*TEXTO APRESENTADO*:
● ● ● ●

O Nova Vida é um acampamento altamente produtivo, sendo responsável pelo abastecimento da cidade de Novo Cruzeiro e de outros municípios da região. São 373 hectares de terra que hoje abrigam 32 famílias remanescentes. No acampamento se produz milho e feijão em larga escala, além de mandioca, abóbora, hortaliças e outras culturas variadas e orgânicas; o acampamento também conta com atividade apicultora, que rende cerca de 70 quilos de mel silvestre a cada retirada. Segundo aponta o site do Instituto Humanitas Unisinos (2015), com muito esforço e trabalho das famílias, a área foi, ao longo dos anos, estruturada, através, por exemplo, da construção de estradas de acesso; de mata-burros para possibilitar a transposição de córregos e rios; de casas; áreas de lazer, como campo de futebol; centro de reuniões, onde ocorrem decisões coletivas; rádio comunitária; da elaboração de um plano de conservação para a Mata Atlântica nos topos de chapadas e a 60 metros das margens do Rio Gravatá; do estabelecimento de áreas de cultivo próximas às residências, complementando as lavouras principais.
Diante da relevância do acampamento para o município de Novo Cruzeiro, o site do MST (2015) aponta que a Prefeitura Municipal decretou (em 2014) que se trata de uma área de utilidade social destinada à conformação de uma colônia agrícola e se dispôs a pagar uma parte do dinheiro da desapropriação de parte dela. Apesar disso, a Fazenda Córrego Fundo-Gravatá vem sendo alvo de uma tentativa de desmobilização a partir de uma ação de reintegração de posse por parte dos proprietários, que, através do processo 1.0024.02.819019-7/001, tramita na 3ª Vara Agrária de Minas Gerais. Acredita-se que há uma forte articulação política que visa transformar a área da fazenda em plantação de eucalipto. Mas as famílias acampadas não aceitam o despejo e muitos dizem que só sairão de lá num caixão.
De acordo com a Nota de repúdio à ordem de reintegração de posse contra o Acampamento Nova Vida, escrita pelo professor doutor da Universidade Federal dos Vales do Jequitinhonha e Mucuri (UFVJM) e do Instituto Brasileiro de Estudos Contemporâneos (IBEC), Rogério Fernandes Macedo, no Portal da Unisinos (2015), se ocorrer o despejo, as consequências e os impactos serão notáveis:
1) a conversão das 32 famílias produtivas (aproximadamente 107 pessoas ao total) em sem tetos, desprovidos de renda, desabrigados;
2) a destruição da vida de aproximadamente 30 crianças e jovens;
3) a possibilidade real de derramamento de sangue, em face da atuação da polícia no cumprimento da ordem de reintegração de posse e da resistência dos trabalhadores, que criaram vínculos fortíssimos ao longo desses 13 anos;
4) a transformação da cidade de Novo Cruzeiro em palco de um conflito social, que pode atingir proporções inéditas;
5) a destruição da lavoura, tão produtiva, que ampliará a crise alimentar que se abate sobre o Vale do Jequitinhonha há séculos;
6) a degradação dos recursos naturais notadamente florestais e hídricos tão bem preservados e geridos pelos trabalhadores rurais.

● ● ● ●

*ENTRADAS FORNECIDAS*:
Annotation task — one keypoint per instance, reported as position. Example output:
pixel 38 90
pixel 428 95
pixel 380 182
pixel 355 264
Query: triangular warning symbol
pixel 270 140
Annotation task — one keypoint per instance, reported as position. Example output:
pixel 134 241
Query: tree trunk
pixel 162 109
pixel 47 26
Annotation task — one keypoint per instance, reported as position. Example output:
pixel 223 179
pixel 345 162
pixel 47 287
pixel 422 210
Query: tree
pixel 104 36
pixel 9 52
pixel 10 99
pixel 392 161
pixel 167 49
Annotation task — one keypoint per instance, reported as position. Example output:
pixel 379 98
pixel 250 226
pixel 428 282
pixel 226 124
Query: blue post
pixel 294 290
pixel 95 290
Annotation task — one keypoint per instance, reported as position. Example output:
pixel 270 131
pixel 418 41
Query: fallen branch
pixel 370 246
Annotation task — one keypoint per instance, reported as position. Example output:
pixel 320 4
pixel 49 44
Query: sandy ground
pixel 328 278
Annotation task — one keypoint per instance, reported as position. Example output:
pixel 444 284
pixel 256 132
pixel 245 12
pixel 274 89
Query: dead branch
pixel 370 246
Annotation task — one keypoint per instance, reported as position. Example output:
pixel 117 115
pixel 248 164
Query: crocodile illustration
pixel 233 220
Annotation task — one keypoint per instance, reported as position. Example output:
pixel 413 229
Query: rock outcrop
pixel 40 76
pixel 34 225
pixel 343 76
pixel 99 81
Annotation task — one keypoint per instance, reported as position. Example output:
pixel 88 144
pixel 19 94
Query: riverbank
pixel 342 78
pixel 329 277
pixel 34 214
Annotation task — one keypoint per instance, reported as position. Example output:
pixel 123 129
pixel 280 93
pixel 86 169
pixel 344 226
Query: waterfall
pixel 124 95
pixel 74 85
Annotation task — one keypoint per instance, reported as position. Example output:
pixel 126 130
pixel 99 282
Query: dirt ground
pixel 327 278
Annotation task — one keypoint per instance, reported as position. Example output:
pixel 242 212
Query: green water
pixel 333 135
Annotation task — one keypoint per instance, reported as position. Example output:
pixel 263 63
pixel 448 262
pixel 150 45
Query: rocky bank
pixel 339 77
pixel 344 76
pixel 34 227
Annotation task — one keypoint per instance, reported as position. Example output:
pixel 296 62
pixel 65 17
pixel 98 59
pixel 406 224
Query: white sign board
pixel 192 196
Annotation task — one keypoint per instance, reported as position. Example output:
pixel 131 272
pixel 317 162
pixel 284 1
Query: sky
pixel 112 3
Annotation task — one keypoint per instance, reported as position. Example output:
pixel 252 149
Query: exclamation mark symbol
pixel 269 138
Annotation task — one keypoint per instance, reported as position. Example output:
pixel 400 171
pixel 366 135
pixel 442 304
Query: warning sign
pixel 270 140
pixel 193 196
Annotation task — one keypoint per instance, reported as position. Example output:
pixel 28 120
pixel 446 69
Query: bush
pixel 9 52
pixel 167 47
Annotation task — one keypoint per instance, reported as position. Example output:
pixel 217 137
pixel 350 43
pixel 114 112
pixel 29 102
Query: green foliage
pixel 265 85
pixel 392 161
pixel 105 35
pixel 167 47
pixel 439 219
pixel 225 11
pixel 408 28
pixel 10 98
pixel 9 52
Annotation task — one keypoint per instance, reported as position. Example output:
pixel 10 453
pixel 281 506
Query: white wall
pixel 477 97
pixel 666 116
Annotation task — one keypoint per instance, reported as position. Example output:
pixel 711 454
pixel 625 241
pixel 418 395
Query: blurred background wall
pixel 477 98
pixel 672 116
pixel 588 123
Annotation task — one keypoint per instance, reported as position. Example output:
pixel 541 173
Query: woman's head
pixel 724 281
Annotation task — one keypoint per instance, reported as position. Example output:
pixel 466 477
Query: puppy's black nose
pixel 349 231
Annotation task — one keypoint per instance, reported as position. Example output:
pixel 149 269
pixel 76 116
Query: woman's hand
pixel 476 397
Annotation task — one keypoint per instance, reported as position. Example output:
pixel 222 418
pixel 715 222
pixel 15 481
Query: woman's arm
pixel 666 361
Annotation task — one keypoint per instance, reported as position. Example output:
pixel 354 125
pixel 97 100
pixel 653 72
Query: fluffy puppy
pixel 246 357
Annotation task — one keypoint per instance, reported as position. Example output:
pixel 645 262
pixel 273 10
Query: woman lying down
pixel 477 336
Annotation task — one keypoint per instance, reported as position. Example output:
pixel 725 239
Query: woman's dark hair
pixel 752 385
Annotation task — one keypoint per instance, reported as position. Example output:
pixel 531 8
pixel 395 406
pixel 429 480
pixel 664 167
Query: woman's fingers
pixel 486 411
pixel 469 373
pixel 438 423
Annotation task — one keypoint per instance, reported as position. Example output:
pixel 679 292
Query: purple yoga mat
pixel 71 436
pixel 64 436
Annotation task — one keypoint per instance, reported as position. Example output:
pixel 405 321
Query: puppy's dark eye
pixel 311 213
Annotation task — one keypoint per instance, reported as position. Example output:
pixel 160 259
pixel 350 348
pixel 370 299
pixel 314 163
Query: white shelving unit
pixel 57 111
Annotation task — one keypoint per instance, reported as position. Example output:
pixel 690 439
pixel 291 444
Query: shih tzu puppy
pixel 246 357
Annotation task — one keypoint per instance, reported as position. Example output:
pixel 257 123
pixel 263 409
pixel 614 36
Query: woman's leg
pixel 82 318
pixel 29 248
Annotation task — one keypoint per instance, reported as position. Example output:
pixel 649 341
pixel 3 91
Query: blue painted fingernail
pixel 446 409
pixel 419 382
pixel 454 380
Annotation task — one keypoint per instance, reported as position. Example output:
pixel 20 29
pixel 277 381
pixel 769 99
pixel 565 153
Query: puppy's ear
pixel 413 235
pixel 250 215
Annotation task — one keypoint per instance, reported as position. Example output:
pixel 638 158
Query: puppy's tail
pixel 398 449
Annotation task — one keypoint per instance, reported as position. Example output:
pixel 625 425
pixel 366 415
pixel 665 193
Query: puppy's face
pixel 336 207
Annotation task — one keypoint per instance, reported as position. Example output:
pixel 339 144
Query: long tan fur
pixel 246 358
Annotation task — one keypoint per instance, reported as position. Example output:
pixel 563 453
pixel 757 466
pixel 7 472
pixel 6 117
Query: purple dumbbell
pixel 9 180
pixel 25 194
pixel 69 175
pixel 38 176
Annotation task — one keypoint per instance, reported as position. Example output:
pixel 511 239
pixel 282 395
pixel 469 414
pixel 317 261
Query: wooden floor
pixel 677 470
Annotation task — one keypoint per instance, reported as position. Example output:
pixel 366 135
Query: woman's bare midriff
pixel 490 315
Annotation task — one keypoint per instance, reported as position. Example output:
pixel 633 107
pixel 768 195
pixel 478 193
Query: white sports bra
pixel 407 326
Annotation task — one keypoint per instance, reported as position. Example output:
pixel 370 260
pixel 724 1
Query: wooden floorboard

● ● ● ●

*TAREFAS A REALIZAR*:
1/ De acordo com o texto sobre o Acampamento Nova Vida, quantos hectares de terra o acampamento possui?
2/ Reproduza o trecho do texto sobre o Acampamento Nova Vida que começa nas palavras "Diante da relevância" e termina após "lá num caixão.", trocando "eucalipto" por "soja".
3/ Prossiga o texto sobre o Acampamento Nova Vida a partir do ponto em que ele termina.

*RESPOSTAS DO EXERCÍCIO*:
1/ 373 hectares.

2/
Diante da relevância do acampamento para o município de Novo Cruzeiro, o site do MST (2015) aponta que a Prefeitura Municipal decretou (em 2014) que se trata de uma área de utilidade social destinada à conformação de uma colônia agrícola e se dispôs a pagar uma parte do dinheiro da desapropriação de parte dela. Apesar disso, a Fazenda Córrego Fundo-Gravatá vem sendo alvo de uma tentativa de desmobilização a partir de uma ação de reintegração de posse por parte dos proprietários, que, através do processo 1.0024.02.819019-7/001, tramita na 3ª Vara Agrária de Minas Gerais. Acredita-se que há uma forte articulação política que visa transformar a área da fazenda em plantação de soja. Mas as famílias acampadas não aceitam o despejo e muitos dizem que só sairão de lá num caixão.

3/
Conforme apontam Fávero e Monteiro (2014), o Vale do Jequitinhonha (Mesorregião do Jequitinhonha) está localizado na porção nordeste do estado de Minas Gerais e conta com 51 municípios e uma população de 720.356 pessoas (IBGE, 2010). A região apresenta diversidade social, cultural, econômica e ambiental, tendo como variedades de paisagens os Campos Rupestres, Cerrados, Caatinga e Mata Atlântica. Mais de 50% da população do Vale habita ou realiza atividades no meio rural. Por este fator, há uma rica diversidade étnica, cultural e de organização social camponesa, visto que no vale figuram povos indígenas, quilombolas, comunidades agroextrativistas, comunidades tradicionais camponesas, ribeirinhos e outras, que vivem em interação com os biomas.
A produção camponesa do Vale do Jequitinhonha é a principal responsável pela dinamização econômica da maioria dos municípios da região, sendo as feiras livres a sua maior expressão. As famílias produzem alimentos para consumo, venda, trocas cerimoniais e comunitárias. Porém, é uma região que apresenta baixos indicadores sociais. A riqueza de recursos naturais (pedras preciosas e rochas raras, biodiversidade, recursos hídricos) fez com que, desde a colonização, a região se conformasse como polo de extração e de espoliação, o que resultou no estigma de Vale da Miséria.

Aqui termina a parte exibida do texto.